• **Direction 1**: Duplicate the blog post text between "I own it, I" and "other health issues.", inclusive.

I’m not good at editing videos YET, but I’m working on it. Anyway, I was using my iPhone and of course, at the end of the filming, someone screams “what?” Well, we all laughed and then I tried to “edit the video” to get the loud word removed.

I own it, I cannot edit videos as of today. So I do not have a video on how to make a roux. Life is life, we just roll with it.

Every time my family comes to our home or I go to their homes, I try to teach them the skills I have by cooking from scratch. Most of my daughters cook from scratch even though all four daughters have one or two jobs each. Proud mama here that my daughters know how to work. My one daughter is a single mom and her son enjoys cooking from scratch, I love it!

Netflix Documentaries

I have watched a few Netflix documentaries that have opened my eyes to the quality of the food we are able to buy and prepare at home. It’s not good, my friends to see all the people around us dealing with weight and other health issues.

• **Direction 2**: Rewrite the point-labeling records below, swapping "Target" for "Object" and keeping everything else unchanged. Leave the pictures out.

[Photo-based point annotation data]
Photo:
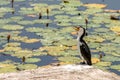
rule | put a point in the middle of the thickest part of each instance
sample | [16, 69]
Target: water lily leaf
[103, 64]
[105, 47]
[21, 53]
[16, 18]
[70, 59]
[26, 11]
[27, 66]
[32, 60]
[12, 27]
[95, 60]
[68, 42]
[54, 50]
[42, 21]
[25, 39]
[12, 48]
[25, 22]
[117, 67]
[95, 5]
[92, 38]
[6, 9]
[116, 40]
[110, 58]
[31, 40]
[115, 29]
[12, 44]
[7, 68]
[4, 2]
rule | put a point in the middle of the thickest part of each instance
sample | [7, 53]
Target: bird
[83, 48]
[8, 38]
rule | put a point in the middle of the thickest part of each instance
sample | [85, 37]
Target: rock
[65, 72]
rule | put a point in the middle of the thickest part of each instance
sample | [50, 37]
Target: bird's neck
[80, 38]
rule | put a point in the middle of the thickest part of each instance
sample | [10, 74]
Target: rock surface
[65, 72]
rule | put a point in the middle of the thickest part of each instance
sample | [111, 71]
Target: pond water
[50, 39]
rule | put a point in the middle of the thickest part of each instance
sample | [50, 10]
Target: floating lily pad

• **Exercise solution 1**:
I own it, I cannot edit videos as of today. So I do not have a video on how to make a roux. Life is life, we just roll with it.

Every time my family comes to our home or I go to their homes, I try to teach them the skills I have by cooking from scratch. Most of my daughters cook from scratch even though all four daughters have one or two jobs each. Proud mama here that my daughters know how to work. My one daughter is a single mom and her son enjoys cooking from scratch, I love it!

Netflix Documentaries

I have watched a few Netflix documentaries that have opened my eyes to the quality of the food we are able to buy and prepare at home. It’s not good, my friends to see all the people around us dealing with weight and other health issues.

• **Exercise solution 2**:
Photo:
rule | put a point in the middle of the thickest part of each instance
sample | [16, 69]
Object: water lily leaf
[103, 64]
[105, 47]
[21, 53]
[16, 18]
[70, 59]
[26, 11]
[27, 66]
[32, 60]
[12, 27]
[95, 60]
[68, 42]
[54, 50]
[42, 21]
[25, 39]
[12, 48]
[25, 22]
[117, 67]
[95, 5]
[92, 38]
[6, 9]
[116, 40]
[110, 58]
[31, 40]
[115, 29]
[12, 44]
[7, 68]
[4, 2]
rule | put a point in the middle of the thickest part of each instance
sample | [7, 53]
Object: bird
[83, 48]
[8, 38]
rule | put a point in the middle of the thickest part of each instance
sample | [85, 37]
Object: rock
[65, 72]
rule | put a point in the middle of the thickest part of each instance
sample | [50, 37]
Object: bird's neck
[80, 38]
rule | put a point in the middle of the thickest part of each instance
sample | [10, 74]
Object: rock surface
[65, 72]
rule | put a point in the middle of the thickest part of each instance
sample | [111, 71]
Object: pond water
[50, 39]
rule | put a point in the middle of the thickest part of each instance
sample | [50, 10]
Object: floating lily pad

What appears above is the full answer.